SHORT TASK
Reproduce every line of the data, requests included, starting with the line containing "Each instance of the green wing" and going on through the end of the data. Shift each pixel coordinate in the answers by adding 124 to every number.

EXTRACTED DATA
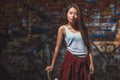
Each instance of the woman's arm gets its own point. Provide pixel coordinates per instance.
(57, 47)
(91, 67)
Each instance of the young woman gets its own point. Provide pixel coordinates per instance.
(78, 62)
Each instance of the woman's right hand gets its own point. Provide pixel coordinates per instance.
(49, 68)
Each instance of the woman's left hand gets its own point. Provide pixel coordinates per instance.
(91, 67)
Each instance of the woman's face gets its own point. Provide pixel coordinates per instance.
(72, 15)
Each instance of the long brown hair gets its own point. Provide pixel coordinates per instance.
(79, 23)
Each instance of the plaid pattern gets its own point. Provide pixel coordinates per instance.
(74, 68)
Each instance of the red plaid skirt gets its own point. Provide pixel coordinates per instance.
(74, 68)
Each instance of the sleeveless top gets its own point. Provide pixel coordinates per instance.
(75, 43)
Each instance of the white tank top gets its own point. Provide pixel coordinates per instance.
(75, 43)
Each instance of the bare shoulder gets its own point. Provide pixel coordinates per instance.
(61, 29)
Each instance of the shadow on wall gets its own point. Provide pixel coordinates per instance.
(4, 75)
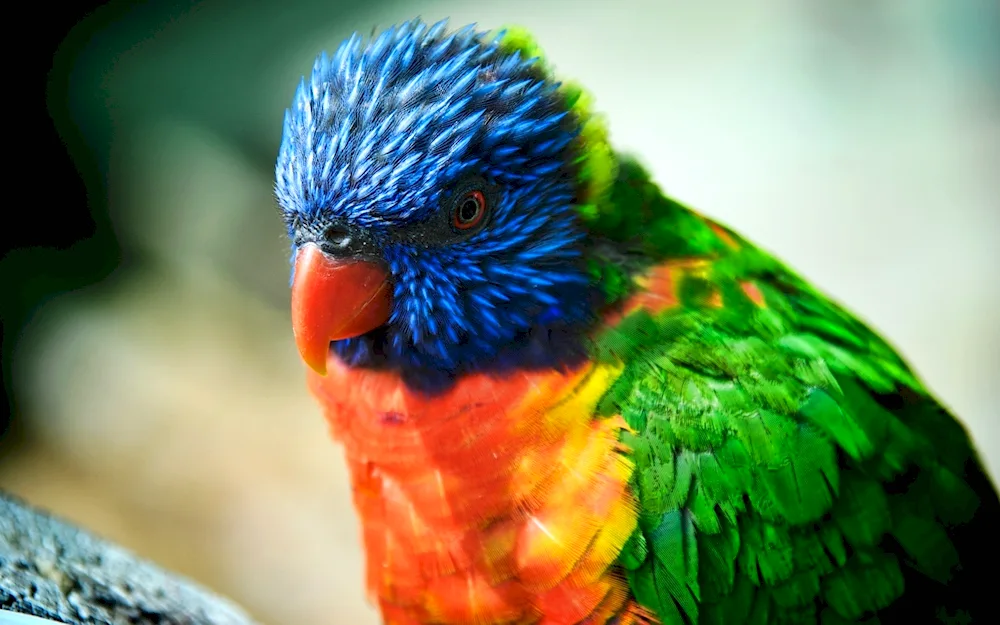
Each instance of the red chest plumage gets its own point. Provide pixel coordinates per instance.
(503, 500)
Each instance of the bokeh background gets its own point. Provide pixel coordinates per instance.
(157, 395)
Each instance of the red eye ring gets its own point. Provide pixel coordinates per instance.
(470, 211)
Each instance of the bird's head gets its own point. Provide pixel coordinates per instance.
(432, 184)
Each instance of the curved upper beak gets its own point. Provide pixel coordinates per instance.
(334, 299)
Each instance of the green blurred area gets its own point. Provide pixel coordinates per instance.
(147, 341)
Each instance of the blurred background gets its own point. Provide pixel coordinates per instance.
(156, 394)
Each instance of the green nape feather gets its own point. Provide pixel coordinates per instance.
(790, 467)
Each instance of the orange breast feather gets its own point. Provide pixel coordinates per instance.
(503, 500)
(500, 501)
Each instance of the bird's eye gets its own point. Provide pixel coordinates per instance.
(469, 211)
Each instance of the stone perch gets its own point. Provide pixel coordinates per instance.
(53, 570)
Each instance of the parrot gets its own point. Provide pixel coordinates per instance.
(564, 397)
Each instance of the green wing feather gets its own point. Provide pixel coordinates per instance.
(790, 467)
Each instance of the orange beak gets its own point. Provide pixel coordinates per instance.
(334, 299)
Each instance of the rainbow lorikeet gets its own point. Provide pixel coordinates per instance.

OUTPUT BELOW
Each instance of the green wing feather gets its own point. Provide pixel coordinates per instance.
(914, 591)
Each instance of the orange beak gets its own point. Provide pixel coordinates per instance.
(458, 423)
Each instance of the rainbow lorikeet gets its own point. Provide pixel coordinates per instance.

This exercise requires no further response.